For each statement, answer yes or no on whether it agrees with the article on China dropping its COVID-19 test for incoming travelers, and quote the words of the article that decide it: (a) China closed its borders in March 2020. (b) The November protests happened only in Beijing. (c) Official estimates put deaths in the first month of policy relaxation at nearly 2 million.

PASSAGE PROVIDED below:

(CTN News) – China has taken a significant step towards international reintegration by announcing the elimination of the mandatory negative COVID-19 test requirement for incoming travelers, effective Wednesday. This move marks the end of a three-year period of isolation that began in March 2020 with the closure of China’s borders in response to the pandemic.
Foreign Ministry spokesperson Wang Wenbin shared this development during a press briefing in Beijing on Monday. This decision follows China’s decision in January to end quarantine mandates for its citizens returning from abroad.
Over the past few months, China has been gradually expanding the list of countries its citizens can travel to, while simultaneously increasing the number of international flights.
The Chinese government’s strict “zero COVID” policy, which involved stringent lockdowns and extended quarantines, was only relaxed in December. These measures took a toll on the country’s economy, leading to unemployment spikes and sporadic public unrest.
Incoming travelers were previously required to undergo weeks of isolation at government-designated hotels, while residents faced lockdowns in their homes in attempts to curb virus transmission.
Protests erupted in major China cities, including Beijing, Shanghai, Guangzhou, and Nanjing, in November due to the stringent COVID-19 measures.
This marked a notable challenge to the Communist Party’s authority, the most direct since the 1989 Tiananmen protests. The sudden easing of controls in December resulted in a surge of infections that overwhelmed medical facilities.
A recent U.S.-funded study suggested that the rapid dismantling of the “zero COVID” policy might have contributed to nearly 2 million excess deaths over the subsequent two months. This number starkly contrasts with official estimates of 60,000 deaths within the first month of policy relaxation.
During the “zero COVID” period, local authorities occasionally imposed sudden lockdowns to isolate infections, confining people within offices and apartment complexes.
Notably, from April to June the previous year, Shanghai enforced one of the world’s largest pandemic-related lockdowns, affecting its 25 million residents. Mandatory PCR tests were conducted frequently, and residents relied on government-provided food supplies, which often proved insufficient.
Throughout the pandemic, Beijing touted its “zero COVID” strategy and its initially low infection rates as a testament to the strength of China’s political system.
Since easing restrictions, the government has grappled with a sluggish economic recovery. Diplomatic tensions with Western democracies have further contributed to reduced foreign investments in China.
This pivotal decision to eliminate the mandatory negative COVID-19 test for incoming travelers signals China’s intent to reopen its borders and revive international travel. As the nation navigates the complex landscape of post-pandemic recovery, its global relationships and economic rebound remain subjects of close scrutiny.

End of PASSAGE PROVIDED.
DATASET RECORDS below:

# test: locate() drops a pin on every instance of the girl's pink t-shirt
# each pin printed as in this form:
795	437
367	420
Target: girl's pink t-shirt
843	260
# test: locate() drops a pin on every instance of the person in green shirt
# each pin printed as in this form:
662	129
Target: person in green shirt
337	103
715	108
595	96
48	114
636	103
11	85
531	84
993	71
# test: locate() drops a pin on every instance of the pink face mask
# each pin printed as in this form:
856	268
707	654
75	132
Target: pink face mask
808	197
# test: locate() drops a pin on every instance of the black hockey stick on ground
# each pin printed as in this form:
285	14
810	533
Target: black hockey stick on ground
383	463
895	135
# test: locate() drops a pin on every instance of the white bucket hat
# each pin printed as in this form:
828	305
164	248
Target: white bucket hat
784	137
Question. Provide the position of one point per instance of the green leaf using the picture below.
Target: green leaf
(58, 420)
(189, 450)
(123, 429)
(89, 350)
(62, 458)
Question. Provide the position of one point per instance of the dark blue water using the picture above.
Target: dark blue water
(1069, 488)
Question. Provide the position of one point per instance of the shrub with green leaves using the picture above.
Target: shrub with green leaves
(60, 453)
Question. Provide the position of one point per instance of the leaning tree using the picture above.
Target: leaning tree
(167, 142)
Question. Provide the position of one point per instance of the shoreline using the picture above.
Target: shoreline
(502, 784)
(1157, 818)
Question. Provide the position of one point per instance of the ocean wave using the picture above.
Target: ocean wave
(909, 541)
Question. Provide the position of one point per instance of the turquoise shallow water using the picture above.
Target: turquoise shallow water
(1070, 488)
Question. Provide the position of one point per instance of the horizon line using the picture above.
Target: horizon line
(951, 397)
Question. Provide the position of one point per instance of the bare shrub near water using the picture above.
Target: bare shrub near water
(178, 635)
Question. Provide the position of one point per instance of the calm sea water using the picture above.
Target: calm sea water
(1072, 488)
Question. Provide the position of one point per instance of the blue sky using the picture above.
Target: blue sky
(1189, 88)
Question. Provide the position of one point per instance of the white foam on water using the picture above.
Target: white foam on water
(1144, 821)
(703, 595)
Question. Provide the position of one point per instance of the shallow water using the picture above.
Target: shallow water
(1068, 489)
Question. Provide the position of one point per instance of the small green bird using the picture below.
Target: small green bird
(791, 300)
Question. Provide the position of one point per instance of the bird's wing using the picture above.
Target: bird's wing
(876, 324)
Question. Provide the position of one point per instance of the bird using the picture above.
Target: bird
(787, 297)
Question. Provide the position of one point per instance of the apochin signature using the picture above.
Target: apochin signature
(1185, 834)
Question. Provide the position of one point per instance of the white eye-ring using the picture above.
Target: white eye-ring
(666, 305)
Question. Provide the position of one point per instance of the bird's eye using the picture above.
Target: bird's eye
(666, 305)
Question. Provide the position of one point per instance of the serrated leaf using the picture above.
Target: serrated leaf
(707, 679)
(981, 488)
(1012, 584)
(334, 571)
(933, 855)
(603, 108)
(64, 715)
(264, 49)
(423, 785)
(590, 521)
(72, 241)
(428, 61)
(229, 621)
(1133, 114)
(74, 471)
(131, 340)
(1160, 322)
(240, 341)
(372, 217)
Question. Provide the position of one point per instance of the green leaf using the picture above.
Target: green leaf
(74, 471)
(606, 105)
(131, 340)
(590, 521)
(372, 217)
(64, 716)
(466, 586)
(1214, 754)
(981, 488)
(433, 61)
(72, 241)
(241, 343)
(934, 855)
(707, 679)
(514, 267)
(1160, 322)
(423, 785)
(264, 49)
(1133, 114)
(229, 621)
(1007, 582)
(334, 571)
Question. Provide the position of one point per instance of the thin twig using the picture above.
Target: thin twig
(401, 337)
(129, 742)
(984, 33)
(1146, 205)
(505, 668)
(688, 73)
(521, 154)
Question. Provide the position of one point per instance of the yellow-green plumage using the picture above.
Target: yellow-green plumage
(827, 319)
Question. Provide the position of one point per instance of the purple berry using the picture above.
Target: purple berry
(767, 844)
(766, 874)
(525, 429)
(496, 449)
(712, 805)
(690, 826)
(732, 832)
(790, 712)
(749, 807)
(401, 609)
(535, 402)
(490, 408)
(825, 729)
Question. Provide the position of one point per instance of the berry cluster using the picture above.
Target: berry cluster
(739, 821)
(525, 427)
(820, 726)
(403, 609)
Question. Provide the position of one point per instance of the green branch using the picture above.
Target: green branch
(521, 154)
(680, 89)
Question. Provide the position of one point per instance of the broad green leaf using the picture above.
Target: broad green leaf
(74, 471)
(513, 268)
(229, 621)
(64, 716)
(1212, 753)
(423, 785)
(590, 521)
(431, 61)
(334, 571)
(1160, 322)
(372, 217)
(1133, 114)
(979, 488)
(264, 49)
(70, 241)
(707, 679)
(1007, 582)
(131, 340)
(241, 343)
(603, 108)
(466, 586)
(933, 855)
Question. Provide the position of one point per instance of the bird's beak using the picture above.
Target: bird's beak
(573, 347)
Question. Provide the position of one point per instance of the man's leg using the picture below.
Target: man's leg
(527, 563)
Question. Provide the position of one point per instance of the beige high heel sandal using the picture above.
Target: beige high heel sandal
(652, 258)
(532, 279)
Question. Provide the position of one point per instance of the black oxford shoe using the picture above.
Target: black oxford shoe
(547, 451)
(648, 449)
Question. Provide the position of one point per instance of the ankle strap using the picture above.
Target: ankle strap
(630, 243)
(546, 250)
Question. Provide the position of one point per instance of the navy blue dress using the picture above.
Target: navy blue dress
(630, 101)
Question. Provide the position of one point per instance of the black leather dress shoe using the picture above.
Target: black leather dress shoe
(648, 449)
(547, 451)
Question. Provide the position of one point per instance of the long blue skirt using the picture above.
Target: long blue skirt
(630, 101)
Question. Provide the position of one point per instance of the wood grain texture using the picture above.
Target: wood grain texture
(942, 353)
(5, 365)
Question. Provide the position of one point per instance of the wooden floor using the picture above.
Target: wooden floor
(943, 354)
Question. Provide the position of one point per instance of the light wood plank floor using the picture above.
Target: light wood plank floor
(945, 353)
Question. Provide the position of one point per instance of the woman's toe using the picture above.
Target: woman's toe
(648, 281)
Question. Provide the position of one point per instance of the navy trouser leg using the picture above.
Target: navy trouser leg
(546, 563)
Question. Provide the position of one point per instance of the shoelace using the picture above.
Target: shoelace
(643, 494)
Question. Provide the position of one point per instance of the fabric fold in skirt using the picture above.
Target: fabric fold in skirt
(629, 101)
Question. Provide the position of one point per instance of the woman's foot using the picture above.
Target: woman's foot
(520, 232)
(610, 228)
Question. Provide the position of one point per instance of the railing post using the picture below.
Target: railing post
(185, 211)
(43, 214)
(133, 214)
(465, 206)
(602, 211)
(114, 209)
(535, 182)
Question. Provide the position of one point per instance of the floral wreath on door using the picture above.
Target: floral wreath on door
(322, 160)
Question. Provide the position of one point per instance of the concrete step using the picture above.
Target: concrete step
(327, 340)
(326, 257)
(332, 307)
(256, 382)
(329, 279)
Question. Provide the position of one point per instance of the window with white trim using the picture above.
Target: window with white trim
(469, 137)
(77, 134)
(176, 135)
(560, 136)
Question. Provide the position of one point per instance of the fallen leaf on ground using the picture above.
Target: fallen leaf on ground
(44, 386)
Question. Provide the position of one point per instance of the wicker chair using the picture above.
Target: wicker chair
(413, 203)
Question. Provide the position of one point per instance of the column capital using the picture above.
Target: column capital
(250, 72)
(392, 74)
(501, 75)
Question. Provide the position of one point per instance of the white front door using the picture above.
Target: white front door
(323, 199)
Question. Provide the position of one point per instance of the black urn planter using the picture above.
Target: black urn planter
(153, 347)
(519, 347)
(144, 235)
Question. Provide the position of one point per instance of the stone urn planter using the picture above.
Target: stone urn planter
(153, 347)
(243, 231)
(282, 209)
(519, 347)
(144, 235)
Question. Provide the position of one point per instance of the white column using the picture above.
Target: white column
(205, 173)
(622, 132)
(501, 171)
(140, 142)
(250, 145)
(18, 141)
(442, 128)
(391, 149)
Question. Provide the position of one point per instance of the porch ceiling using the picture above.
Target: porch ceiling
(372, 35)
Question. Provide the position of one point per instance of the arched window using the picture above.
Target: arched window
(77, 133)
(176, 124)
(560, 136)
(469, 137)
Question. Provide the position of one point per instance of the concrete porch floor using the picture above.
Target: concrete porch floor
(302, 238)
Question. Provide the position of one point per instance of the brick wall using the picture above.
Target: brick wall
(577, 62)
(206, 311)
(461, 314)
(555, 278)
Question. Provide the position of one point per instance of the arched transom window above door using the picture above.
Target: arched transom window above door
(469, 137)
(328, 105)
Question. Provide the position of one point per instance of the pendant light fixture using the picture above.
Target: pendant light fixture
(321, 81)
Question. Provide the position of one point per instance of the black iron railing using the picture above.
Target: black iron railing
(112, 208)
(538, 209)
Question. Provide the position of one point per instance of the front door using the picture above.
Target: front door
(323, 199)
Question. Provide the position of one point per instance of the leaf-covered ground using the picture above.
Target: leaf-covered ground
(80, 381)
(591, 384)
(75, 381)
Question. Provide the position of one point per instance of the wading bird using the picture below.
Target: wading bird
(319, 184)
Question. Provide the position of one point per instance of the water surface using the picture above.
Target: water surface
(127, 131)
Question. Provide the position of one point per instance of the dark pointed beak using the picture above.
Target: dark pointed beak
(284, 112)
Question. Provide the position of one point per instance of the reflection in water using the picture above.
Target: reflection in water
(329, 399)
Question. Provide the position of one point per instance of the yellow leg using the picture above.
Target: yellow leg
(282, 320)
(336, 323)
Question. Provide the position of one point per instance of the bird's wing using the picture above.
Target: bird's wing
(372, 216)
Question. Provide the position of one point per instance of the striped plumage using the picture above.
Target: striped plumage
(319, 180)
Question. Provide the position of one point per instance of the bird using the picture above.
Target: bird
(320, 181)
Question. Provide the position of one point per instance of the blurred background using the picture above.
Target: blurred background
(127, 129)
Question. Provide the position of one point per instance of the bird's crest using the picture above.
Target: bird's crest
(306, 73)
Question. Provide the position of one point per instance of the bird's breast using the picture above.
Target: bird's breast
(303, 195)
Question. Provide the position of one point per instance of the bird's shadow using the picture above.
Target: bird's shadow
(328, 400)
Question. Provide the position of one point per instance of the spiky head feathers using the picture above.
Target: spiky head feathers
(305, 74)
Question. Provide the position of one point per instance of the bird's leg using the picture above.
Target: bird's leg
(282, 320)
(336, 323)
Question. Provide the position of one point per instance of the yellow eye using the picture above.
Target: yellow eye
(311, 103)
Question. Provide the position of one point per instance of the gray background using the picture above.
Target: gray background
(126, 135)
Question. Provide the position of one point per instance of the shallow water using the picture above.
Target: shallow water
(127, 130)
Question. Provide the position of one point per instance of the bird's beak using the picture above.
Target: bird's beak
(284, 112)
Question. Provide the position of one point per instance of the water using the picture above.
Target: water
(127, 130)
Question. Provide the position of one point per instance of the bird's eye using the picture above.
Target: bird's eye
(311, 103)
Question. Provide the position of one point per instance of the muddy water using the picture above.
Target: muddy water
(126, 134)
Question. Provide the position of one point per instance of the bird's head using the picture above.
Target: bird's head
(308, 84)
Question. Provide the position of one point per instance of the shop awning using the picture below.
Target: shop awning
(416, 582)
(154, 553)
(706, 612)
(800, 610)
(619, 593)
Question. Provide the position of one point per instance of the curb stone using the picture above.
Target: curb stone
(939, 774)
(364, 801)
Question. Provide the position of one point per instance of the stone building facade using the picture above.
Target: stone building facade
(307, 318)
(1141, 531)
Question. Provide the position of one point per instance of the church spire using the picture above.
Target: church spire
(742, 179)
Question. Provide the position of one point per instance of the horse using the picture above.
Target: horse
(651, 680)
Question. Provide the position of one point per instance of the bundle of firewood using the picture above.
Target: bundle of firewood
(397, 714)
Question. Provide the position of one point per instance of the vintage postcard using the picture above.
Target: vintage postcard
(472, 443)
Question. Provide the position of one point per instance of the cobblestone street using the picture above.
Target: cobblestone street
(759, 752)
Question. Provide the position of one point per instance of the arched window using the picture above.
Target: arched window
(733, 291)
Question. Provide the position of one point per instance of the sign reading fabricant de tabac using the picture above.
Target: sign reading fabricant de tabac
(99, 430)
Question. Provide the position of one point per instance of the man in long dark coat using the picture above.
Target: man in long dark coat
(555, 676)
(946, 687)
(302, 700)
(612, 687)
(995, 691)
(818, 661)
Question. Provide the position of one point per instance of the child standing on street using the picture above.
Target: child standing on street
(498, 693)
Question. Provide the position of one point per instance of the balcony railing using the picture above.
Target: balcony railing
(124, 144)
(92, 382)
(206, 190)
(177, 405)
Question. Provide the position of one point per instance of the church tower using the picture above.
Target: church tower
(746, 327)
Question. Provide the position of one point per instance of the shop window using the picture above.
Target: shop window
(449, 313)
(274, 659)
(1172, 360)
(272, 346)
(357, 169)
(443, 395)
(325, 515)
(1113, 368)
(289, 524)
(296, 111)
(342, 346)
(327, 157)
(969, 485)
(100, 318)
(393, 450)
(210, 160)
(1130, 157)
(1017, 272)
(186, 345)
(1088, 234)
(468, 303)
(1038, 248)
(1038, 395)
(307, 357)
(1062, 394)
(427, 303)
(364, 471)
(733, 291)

End of DATASET RECORDS.

RESPONSE AREA |
(a) Yes: "began in March 2020 with the closure of China’s borders"
(b) No: "Protests erupted in major China cities, including Beijing, Shanghai, Guangzhou, and Nanjing, in November"
(c) No: "official estimates of 60,000 deaths within the first month of policy relaxation"